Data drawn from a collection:
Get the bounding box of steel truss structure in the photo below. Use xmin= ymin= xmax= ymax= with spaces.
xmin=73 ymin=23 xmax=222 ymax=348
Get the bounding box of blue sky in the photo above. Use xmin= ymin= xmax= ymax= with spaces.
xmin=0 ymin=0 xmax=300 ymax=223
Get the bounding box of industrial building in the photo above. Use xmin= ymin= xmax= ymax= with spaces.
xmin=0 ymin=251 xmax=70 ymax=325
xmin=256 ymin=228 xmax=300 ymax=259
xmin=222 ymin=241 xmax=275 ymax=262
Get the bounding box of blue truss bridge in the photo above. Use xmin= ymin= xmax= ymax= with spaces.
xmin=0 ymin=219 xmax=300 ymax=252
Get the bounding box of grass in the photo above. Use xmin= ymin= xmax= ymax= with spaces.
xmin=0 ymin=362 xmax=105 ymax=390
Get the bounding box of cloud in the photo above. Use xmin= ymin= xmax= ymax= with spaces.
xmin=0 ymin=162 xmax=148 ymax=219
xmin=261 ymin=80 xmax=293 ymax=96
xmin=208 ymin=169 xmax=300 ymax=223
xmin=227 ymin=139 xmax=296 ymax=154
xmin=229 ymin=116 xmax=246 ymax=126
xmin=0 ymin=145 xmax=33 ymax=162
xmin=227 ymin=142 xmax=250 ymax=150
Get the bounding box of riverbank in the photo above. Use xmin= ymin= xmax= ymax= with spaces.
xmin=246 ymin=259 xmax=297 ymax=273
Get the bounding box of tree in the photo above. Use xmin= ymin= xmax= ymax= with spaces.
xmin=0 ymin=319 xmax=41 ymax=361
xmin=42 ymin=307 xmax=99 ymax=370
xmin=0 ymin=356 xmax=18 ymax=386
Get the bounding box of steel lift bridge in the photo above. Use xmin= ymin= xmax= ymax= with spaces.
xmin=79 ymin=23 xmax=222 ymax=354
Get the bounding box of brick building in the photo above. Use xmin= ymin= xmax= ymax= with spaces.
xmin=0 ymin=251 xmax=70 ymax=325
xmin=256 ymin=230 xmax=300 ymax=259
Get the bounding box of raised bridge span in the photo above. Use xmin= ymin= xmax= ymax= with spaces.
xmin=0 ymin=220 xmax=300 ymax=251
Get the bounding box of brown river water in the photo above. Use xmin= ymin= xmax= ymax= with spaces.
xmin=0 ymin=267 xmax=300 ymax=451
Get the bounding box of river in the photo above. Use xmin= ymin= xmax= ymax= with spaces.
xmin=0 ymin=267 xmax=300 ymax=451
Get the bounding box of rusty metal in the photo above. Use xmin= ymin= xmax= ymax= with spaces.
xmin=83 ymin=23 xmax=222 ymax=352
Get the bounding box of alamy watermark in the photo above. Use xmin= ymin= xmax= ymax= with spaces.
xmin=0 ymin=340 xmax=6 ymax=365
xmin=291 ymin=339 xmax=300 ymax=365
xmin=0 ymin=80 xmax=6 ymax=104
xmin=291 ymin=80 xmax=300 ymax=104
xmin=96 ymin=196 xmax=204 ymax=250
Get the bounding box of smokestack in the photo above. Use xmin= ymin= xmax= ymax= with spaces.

Task brief: Begin at the first line of the entries and stop after the line that contains "xmin=0 ymin=0 xmax=300 ymax=223". Write those lines out again, requests included, and shift every bounding-box coordinate in the answers up by 100.

Output of the task:
Get the bounding box of steel truss structure in the photo below. Use xmin= ymin= xmax= ymax= with spaces.
xmin=173 ymin=123 xmax=322 ymax=448
Get the bounding box of blue sky in the photo above. Use xmin= ymin= xmax= ymax= with spaces.
xmin=100 ymin=100 xmax=400 ymax=323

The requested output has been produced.